What follows is a block of records; restate each one word for word.
start Recorded data
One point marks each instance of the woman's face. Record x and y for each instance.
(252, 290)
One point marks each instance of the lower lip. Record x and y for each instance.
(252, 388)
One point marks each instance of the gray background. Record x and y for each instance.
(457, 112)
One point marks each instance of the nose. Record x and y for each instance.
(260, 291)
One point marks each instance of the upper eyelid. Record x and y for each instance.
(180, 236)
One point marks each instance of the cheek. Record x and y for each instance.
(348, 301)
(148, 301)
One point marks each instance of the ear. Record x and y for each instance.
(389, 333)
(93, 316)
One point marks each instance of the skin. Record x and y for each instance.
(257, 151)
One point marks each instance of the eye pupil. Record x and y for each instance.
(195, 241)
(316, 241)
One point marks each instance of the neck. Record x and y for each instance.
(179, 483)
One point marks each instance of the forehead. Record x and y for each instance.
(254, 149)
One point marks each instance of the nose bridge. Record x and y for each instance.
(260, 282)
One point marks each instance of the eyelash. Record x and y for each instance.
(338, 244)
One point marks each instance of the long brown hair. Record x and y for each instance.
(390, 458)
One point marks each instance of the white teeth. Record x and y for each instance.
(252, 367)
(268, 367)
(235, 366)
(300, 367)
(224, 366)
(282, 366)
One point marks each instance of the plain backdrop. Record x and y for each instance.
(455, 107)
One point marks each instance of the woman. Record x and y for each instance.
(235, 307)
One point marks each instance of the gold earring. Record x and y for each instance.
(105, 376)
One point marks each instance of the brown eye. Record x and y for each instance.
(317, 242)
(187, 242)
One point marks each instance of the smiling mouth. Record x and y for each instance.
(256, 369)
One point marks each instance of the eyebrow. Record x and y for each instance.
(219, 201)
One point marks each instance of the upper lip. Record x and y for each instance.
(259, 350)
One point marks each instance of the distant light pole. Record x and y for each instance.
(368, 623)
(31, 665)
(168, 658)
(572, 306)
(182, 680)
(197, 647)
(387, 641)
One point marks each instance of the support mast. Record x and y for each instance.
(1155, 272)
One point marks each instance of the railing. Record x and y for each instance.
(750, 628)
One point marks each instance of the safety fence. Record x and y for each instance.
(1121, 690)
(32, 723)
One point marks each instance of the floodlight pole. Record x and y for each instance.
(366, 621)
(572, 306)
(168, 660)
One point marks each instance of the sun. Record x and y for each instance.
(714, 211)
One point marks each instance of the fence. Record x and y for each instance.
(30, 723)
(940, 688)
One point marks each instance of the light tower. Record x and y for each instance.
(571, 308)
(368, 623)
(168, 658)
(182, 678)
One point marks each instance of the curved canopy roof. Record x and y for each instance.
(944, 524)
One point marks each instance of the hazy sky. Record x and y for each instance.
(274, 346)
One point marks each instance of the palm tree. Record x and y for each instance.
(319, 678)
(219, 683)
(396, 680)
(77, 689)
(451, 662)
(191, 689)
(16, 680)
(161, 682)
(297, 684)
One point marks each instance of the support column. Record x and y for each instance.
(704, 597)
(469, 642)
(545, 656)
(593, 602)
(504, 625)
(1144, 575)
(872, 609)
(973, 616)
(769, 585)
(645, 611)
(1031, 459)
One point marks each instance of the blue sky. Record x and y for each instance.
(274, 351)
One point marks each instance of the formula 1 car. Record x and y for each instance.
end Recorded data
-- The result --
One point marks each instance of the woman's face. Record x and y for each instance.
(252, 290)
One point marks each instance of the lower lip. Record x and y for each instance.
(252, 388)
One point marks each instance of the gray background. Record x and y for each instance.
(457, 112)
One point marks each instance of the nose. Record x and y for each instance.
(260, 291)
One point marks each instance of the upper eyelid. Record x and y for each instance.
(180, 236)
One point marks each instance of the cheek. Record x and y for each instance.
(348, 301)
(148, 301)
One point marks each instance of the ear. Record x and y for each instance.
(389, 333)
(93, 316)
One point marks each instance of the skin. Record x and y for each instance.
(257, 151)
One point marks each instance of the eye pupil. Record x and y for each instance.
(195, 241)
(316, 241)
One point marks each instance of the neck. Record x and y for each instance.
(179, 483)
One point marks each instance of the forehead. Record x and y for each instance.
(254, 149)
One point marks each instance of the nose bridge. Record x and y for each instance.
(260, 282)
One point marks each instance of the eyelash. Record x and y for each instance.
(338, 244)
One point marks each instance of the long brown hair. Record x and y for each instance.
(390, 458)
One point marks each instance of the white teeth. Record x and y for each instance.
(252, 367)
(268, 367)
(235, 366)
(300, 367)
(224, 366)
(282, 366)
One point marks each instance of the plain backdrop. Record x and y for each instance.
(455, 107)
One point marks each instance of the woman. Record x and y for each instance.
(235, 307)
One point marks each instance of the gold earring. Record x and y for each instance.
(105, 376)
One point marks each instance of the brown eye. Record x and y for each instance.
(317, 242)
(187, 242)
One point marks each instance of the smiling mouth. Record x and y for each instance.
(256, 369)
One point marks each instance of the eyebrow. Record x and y for each instance.
(219, 201)
One point marks each instance of the upper lip. Record x and y for each instance.
(259, 350)
One point marks each instance of the distant light pole. Record x and y for each instance.
(368, 623)
(31, 665)
(168, 658)
(572, 306)
(182, 680)
(197, 647)
(387, 641)
One point marks each instance of the support mast. Record x and y for each instance.
(1155, 272)
One point marks each instance of the railing. Record x and y for each instance.
(750, 628)
One point marks each instance of the safety fence. Record x and y for each instance.
(1121, 690)
(32, 723)
One point marks each instance of the floodlight pole. Record x and y for each instance.
(366, 621)
(572, 306)
(168, 660)
One point marks each instance of the sun. Record x and y for each instance.
(714, 211)
One point marks each instance of the fence. Record x and y for each instance.
(30, 723)
(940, 688)
One point marks each instance of the light tower. Record x and y for each instance.
(571, 308)
(368, 623)
(168, 658)
(182, 678)
One point marks each instance of the curved canopy roof. Record x and y for each instance.
(944, 524)
One point marks each instance of the hazy sky. Record x and y for each instance.
(274, 346)
One point marks each instance of the palm tree. Record x and y for each instance.
(319, 678)
(219, 683)
(396, 680)
(77, 689)
(451, 662)
(191, 689)
(16, 680)
(161, 682)
(297, 684)
One point marks each instance of the support column. Record x and y for each instance.
(704, 597)
(469, 642)
(545, 656)
(593, 602)
(504, 625)
(1144, 575)
(872, 609)
(973, 616)
(769, 585)
(645, 611)
(1031, 459)
One point marks each instance of the blue sky. Record x and y for each instance.
(274, 351)
One point marks each instance of the formula 1 car. Record x and y for each instance.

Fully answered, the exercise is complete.